* Goal:
Report each line in the data below that contains the string "road", copying every such line in full. Matching is case-sensitive.

* Task input:
-=-=-=-=-
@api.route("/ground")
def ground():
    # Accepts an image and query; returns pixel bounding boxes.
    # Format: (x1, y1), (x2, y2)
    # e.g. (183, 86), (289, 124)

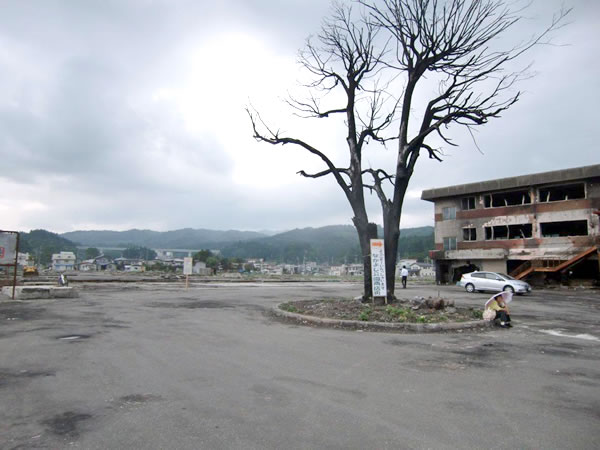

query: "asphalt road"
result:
(0, 283), (600, 449)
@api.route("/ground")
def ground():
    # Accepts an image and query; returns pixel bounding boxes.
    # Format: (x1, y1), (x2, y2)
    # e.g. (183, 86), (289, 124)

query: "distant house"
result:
(94, 255), (116, 270)
(192, 261), (213, 275)
(79, 259), (96, 272)
(329, 264), (364, 277)
(52, 252), (75, 272)
(17, 252), (33, 267)
(123, 262), (145, 272)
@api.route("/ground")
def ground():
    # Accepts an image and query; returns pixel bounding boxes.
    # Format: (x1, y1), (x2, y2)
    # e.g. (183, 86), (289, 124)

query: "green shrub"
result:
(358, 307), (373, 321)
(471, 309), (483, 319)
(279, 303), (298, 312)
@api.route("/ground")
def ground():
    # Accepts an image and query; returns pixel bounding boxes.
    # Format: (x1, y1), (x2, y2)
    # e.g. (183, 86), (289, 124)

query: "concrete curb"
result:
(272, 305), (493, 333)
(2, 285), (79, 301)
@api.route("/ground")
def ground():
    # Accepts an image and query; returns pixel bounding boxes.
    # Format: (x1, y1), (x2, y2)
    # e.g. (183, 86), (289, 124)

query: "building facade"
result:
(421, 164), (600, 283)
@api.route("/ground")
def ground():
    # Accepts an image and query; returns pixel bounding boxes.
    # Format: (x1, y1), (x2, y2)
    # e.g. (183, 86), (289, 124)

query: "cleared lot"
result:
(0, 283), (600, 449)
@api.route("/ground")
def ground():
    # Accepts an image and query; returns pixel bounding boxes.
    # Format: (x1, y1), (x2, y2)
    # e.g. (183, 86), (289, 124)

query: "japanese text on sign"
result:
(0, 232), (17, 264)
(371, 239), (387, 297)
(183, 257), (192, 275)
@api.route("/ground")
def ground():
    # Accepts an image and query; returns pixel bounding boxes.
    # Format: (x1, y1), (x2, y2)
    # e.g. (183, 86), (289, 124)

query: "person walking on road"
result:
(485, 291), (512, 328)
(400, 266), (408, 289)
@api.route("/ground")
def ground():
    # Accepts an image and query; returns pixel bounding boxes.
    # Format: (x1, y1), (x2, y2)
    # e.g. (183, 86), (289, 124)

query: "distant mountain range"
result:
(61, 225), (433, 263)
(61, 228), (267, 249)
(20, 225), (433, 264)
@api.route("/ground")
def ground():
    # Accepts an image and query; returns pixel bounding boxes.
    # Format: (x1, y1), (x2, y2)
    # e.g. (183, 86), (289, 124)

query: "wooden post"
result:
(12, 233), (19, 300)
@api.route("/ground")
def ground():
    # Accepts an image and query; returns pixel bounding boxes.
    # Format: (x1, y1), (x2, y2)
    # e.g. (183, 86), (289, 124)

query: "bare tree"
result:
(248, 0), (569, 298)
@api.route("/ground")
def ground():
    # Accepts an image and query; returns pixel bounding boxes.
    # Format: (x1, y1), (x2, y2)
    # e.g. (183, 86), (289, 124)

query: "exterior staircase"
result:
(509, 246), (600, 280)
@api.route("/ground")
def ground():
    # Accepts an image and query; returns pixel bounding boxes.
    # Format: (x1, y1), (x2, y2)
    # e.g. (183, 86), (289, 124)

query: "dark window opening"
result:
(485, 223), (533, 241)
(442, 206), (456, 220)
(462, 197), (475, 210)
(540, 220), (588, 237)
(484, 191), (531, 208)
(540, 183), (585, 202)
(508, 223), (533, 239)
(444, 237), (456, 250)
(463, 228), (477, 241)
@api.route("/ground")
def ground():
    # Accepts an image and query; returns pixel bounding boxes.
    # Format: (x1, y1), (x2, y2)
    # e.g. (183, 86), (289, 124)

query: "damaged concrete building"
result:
(421, 164), (600, 283)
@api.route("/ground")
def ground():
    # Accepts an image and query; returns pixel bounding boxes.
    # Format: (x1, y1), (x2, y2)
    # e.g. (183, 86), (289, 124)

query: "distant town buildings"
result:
(52, 252), (76, 272)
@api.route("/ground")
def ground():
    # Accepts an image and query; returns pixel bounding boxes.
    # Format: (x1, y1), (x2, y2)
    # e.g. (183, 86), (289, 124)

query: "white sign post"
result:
(371, 239), (387, 305)
(0, 230), (19, 300)
(183, 256), (193, 289)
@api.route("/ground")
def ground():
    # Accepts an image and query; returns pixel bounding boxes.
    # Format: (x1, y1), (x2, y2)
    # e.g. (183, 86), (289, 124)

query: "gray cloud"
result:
(0, 0), (600, 231)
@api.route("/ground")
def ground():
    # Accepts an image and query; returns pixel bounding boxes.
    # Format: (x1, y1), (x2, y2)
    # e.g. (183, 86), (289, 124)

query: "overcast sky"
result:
(0, 0), (600, 232)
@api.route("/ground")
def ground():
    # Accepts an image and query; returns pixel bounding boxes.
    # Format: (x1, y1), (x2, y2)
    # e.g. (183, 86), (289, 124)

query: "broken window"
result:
(485, 225), (508, 241)
(483, 191), (531, 208)
(442, 206), (456, 220)
(444, 237), (456, 250)
(485, 223), (533, 241)
(508, 223), (533, 239)
(463, 228), (477, 241)
(540, 220), (588, 237)
(540, 183), (585, 202)
(462, 197), (475, 210)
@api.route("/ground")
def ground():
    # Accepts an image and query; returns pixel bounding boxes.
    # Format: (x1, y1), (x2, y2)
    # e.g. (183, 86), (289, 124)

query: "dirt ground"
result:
(280, 298), (483, 323)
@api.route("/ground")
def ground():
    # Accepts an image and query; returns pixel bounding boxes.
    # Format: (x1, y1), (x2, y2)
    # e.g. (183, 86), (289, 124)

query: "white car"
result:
(457, 272), (531, 294)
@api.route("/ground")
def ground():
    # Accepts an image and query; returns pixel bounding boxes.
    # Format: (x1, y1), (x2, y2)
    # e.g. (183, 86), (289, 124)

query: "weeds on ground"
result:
(471, 309), (483, 319)
(279, 303), (298, 312)
(358, 306), (373, 321)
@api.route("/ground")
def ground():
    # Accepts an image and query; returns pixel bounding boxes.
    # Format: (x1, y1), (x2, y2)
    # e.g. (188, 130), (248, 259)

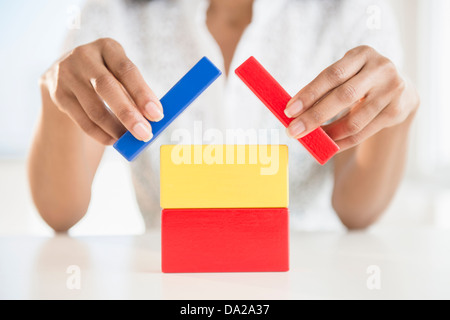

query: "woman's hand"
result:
(40, 39), (164, 145)
(285, 46), (419, 151)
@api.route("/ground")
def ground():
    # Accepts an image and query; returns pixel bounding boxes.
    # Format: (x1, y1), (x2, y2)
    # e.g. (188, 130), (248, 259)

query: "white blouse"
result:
(64, 0), (402, 229)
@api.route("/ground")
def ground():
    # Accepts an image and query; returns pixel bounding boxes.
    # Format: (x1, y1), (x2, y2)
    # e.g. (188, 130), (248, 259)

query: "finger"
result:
(287, 69), (373, 139)
(102, 41), (164, 122)
(336, 113), (387, 152)
(72, 85), (126, 140)
(90, 68), (153, 141)
(62, 90), (115, 145)
(323, 92), (390, 140)
(285, 47), (371, 118)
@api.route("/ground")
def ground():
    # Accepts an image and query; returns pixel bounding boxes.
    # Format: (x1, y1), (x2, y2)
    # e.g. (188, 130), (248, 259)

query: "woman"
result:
(29, 0), (419, 231)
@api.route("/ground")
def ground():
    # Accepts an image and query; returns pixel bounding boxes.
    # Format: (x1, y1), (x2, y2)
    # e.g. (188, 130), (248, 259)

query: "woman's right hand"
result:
(40, 38), (164, 145)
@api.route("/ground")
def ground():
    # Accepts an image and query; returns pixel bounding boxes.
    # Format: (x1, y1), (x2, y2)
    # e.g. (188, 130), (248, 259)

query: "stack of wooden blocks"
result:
-=-=-=-=-
* Finished answer:
query: "asphalt road"
query: "person walking on road"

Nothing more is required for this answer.